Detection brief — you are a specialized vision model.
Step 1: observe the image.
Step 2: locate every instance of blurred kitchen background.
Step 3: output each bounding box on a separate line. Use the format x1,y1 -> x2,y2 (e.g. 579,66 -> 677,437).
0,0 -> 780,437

--*--

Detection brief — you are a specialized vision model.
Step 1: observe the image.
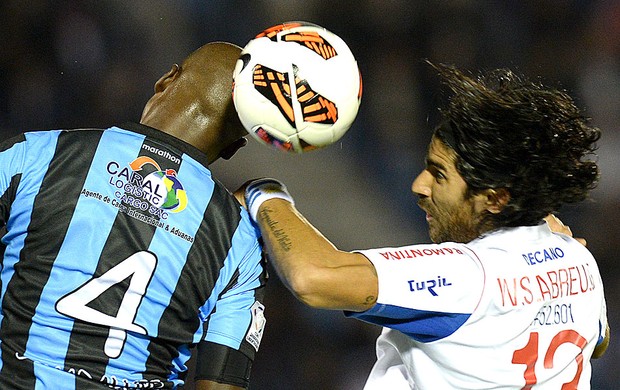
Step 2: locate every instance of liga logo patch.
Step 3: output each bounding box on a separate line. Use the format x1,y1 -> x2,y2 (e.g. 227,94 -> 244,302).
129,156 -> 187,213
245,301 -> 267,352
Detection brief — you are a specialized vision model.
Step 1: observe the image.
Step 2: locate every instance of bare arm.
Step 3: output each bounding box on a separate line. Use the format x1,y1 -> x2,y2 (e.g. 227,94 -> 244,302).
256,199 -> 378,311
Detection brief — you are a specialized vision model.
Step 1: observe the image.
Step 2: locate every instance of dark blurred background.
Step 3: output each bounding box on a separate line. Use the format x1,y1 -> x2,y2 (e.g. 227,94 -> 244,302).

--*--

GIVEN REQUEST -> Pick out each line in the material above that contains the string "background" and copy it out in full. Matching is case-sensitive.

ANSWER TO THIS PROBLEM ->
Step 2: locate every instance of blurred kitchen background.
Step 2: locate every instance of dark blurred background.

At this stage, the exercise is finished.